What the exercise asks:
Can you render every line of the records below as a JSON list of strings, with one string per line and any blank lines left out?

Stored data:
* * * *

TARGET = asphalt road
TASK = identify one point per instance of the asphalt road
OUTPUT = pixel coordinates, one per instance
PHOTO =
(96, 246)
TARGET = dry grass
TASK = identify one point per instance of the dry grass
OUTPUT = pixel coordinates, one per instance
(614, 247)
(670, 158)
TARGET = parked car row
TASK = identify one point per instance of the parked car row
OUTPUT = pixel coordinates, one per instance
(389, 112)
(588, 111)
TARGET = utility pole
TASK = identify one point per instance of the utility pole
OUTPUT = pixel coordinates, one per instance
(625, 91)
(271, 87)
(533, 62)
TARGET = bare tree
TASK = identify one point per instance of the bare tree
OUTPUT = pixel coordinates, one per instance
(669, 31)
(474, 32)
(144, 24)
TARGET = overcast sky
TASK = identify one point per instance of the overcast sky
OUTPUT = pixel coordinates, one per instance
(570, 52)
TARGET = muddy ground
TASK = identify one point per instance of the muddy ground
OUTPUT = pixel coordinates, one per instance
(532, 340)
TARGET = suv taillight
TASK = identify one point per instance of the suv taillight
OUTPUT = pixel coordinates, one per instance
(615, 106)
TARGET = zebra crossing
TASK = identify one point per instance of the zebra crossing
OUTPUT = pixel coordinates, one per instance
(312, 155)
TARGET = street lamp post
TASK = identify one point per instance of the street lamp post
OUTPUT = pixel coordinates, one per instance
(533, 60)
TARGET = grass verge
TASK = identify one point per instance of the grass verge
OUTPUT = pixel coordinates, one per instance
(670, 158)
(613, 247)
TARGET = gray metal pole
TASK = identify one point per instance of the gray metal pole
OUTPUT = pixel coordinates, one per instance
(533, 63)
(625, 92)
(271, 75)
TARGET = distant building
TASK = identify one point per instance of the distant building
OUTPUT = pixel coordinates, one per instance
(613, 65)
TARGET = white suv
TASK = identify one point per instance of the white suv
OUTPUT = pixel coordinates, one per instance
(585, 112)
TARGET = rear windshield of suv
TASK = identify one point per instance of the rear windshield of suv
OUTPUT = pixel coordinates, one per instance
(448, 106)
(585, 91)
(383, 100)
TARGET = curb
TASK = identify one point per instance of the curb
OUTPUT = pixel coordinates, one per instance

* * * *

Written solution:
[
  "TARGET = asphalt road",
  "TASK = identify one point per instance of the asphalt road",
  "OUTPUT = pixel coordinates, one per instance",
  "PHOTO =",
  "(96, 246)",
  "TARGET = dry grass",
  "TASK = identify one point per instance of the dry grass",
  "OUTPUT = pixel coordinates, one per instance",
  "(614, 247)",
  "(670, 158)",
  "TARGET = parked car row",
  "TASK = identify one point per instance of the parked car row",
  "OUTPUT = pixel coordinates, one per instance",
  "(389, 112)",
  "(588, 111)",
  "TARGET = utility pole",
  "TASK = identify one point per instance of the utility pole",
  "OUTPUT = pixel coordinates, one per instance",
  "(625, 91)",
  "(271, 87)",
  "(533, 62)",
  "TARGET = bare tree",
  "TASK = identify one point per instance of the bare tree",
  "OUTPUT = pixel coordinates, one per instance",
  "(669, 31)",
  "(474, 32)",
  "(144, 24)",
  "TARGET = overcast sky",
  "TASK = identify one point per instance of the overcast sky",
  "OUTPUT = pixel coordinates, one per instance",
  "(570, 52)",
  "TARGET = muddy ground",
  "TASK = identify one point per instance of the muddy ground",
  "OUTPUT = pixel coordinates, one per instance",
  "(532, 340)",
  "TARGET = suv taillight",
  "TASK = identify one point per instance of the suv taillight",
  "OUTPUT = pixel coordinates, one per instance",
  "(615, 106)",
  "TARGET = zebra crossing",
  "TASK = identify one point per instance of the zebra crossing",
  "OUTPUT = pixel coordinates, one per instance",
  "(312, 155)",
  "TARGET = street lamp post",
  "TASK = identify one point per instance of the street lamp post",
  "OUTPUT = pixel coordinates, one per instance",
  "(533, 60)",
  "TARGET = grass verge",
  "TASK = identify one point per instance of the grass verge",
  "OUTPUT = pixel coordinates, one per instance",
  "(670, 158)",
  "(613, 247)",
  "TARGET = gray metal pole",
  "TASK = identify one point per instance of the gray metal pole",
  "OUTPUT = pixel coordinates, one per instance",
  "(533, 63)",
  "(625, 92)",
  "(271, 75)",
  "TARGET = distant building",
  "TASK = identify one point per instance of the distant building",
  "OUTPUT = pixel coordinates, one per instance",
  "(613, 65)",
  "TARGET = white suv",
  "TASK = identify one point per instance of the white suv",
  "OUTPUT = pixel coordinates, one per instance",
  "(585, 112)",
  "TARGET = rear windshield of suv",
  "TASK = identify one point per instance of the rear windshield of suv",
  "OUTPUT = pixel coordinates, one per instance",
  "(448, 106)",
  "(585, 91)",
  "(383, 100)",
  "TARGET = curb",
  "TASK = identify one point per instance of the curb",
  "OUTPUT = pixel coordinates, one per instance"
]